AUFGABE A: Wie heißt laut dem Textauszug der Schiedsrichter, der Calhanoglu die gelbe Karte gab?
AUFGABE B: Gib bitte den Abschnitt des Textauszugs zwischen „Mit präzisem Schuss“ und „HSV-Torwart René Adler.“ wortgetreu aus, beide Stellen eingeschlossen.

TEXTAUSZUG:

Mit präzisem Schuss

Es war die spielentscheidende Szene: Als Hakan Calhanoglu in der 53. Minute am Trikot des davoneilenden Christian Gentner zupfte und dieser fiel, sah Schiedsrichter Felix Brych ein taktisches Foul und gab Calhanoglu regelkonform die gelbe Karte.

Da der HSV-Spieler bereits mit einer gelben Karte vorbestraft war, hieß die Konsequenz: Platzverweis. Und zu zehnt konnten die bis dahin gleichwertigen Hamburger Alexandru Maxims Tor zum 0:1 in der 69 Minute nicht verhindern. Sauer waren sie anschließend nur auf den Schiedsrichter – dem Gelb-Rot-Sünder Calhanoglu wollte niemand einen Vorwurf machen. „Dafür hat er schon zu viele Spiele für uns gewonnen“, sagt HSV-Torwart René Adler.

DATENSÄTZE:
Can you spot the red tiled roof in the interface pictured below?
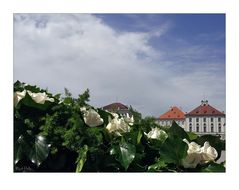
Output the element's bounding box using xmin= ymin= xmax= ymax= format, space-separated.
xmin=103 ymin=102 xmax=129 ymax=111
xmin=186 ymin=103 xmax=225 ymax=116
xmin=159 ymin=106 xmax=185 ymax=120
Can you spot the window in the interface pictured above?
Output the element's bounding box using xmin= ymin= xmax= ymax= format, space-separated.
xmin=203 ymin=123 xmax=207 ymax=133
xmin=197 ymin=127 xmax=199 ymax=132
xmin=218 ymin=123 xmax=222 ymax=133
xmin=211 ymin=124 xmax=214 ymax=133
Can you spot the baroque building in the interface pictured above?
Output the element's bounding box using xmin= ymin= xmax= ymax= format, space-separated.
xmin=185 ymin=100 xmax=226 ymax=139
xmin=157 ymin=106 xmax=185 ymax=128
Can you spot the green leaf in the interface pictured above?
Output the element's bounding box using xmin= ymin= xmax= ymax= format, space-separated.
xmin=28 ymin=135 xmax=50 ymax=166
xmin=76 ymin=145 xmax=88 ymax=172
xmin=110 ymin=142 xmax=136 ymax=170
xmin=20 ymin=93 xmax=53 ymax=111
xmin=160 ymin=138 xmax=188 ymax=165
xmin=137 ymin=130 xmax=143 ymax=144
xmin=195 ymin=135 xmax=225 ymax=160
xmin=148 ymin=159 xmax=167 ymax=172
xmin=168 ymin=121 xmax=189 ymax=140
xmin=14 ymin=135 xmax=50 ymax=166
xmin=201 ymin=163 xmax=226 ymax=172
xmin=119 ymin=143 xmax=136 ymax=170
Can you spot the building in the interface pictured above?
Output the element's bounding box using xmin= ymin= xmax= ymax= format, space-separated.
xmin=158 ymin=106 xmax=185 ymax=128
xmin=102 ymin=102 xmax=132 ymax=117
xmin=185 ymin=100 xmax=226 ymax=139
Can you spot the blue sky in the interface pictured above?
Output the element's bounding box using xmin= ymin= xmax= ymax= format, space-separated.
xmin=14 ymin=14 xmax=226 ymax=117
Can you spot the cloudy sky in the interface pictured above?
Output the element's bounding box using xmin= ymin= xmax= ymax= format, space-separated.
xmin=14 ymin=14 xmax=226 ymax=117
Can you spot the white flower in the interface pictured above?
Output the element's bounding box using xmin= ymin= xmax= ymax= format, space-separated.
xmin=124 ymin=113 xmax=134 ymax=126
xmin=144 ymin=127 xmax=168 ymax=141
xmin=182 ymin=139 xmax=202 ymax=168
xmin=182 ymin=153 xmax=202 ymax=168
xmin=182 ymin=139 xmax=218 ymax=168
xmin=201 ymin=142 xmax=218 ymax=163
xmin=27 ymin=90 xmax=54 ymax=104
xmin=106 ymin=118 xmax=130 ymax=136
xmin=110 ymin=112 xmax=119 ymax=118
xmin=81 ymin=107 xmax=104 ymax=127
xmin=14 ymin=90 xmax=26 ymax=107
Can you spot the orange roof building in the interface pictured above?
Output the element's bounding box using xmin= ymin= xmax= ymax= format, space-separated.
xmin=158 ymin=106 xmax=185 ymax=127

ANTWORT A: Felix Brych.

ANTWORT B:
Mit präzisem Schuss

Es war die spielentscheidende Szene: Als Hakan Calhanoglu in der 53. Minute am Trikot des davoneilenden Christian Gentner zupfte und dieser fiel, sah Schiedsrichter Felix Brych ein taktisches Foul und gab Calhanoglu regelkonform die gelbe Karte.

Da der HSV-Spieler bereits mit einer gelben Karte vorbestraft war, hieß die Konsequenz: Platzverweis. Und zu zehnt konnten die bis dahin gleichwertigen Hamburger Alexandru Maxims Tor zum 0:1 in der 69 Minute nicht verhindern. Sauer waren sie anschließend nur auf den Schiedsrichter – dem Gelb-Rot-Sünder Calhanoglu wollte niemand einen Vorwurf machen. „Dafür hat er schon zu viele Spiele für uns gewonnen“, sagt HSV-Torwart René Adler.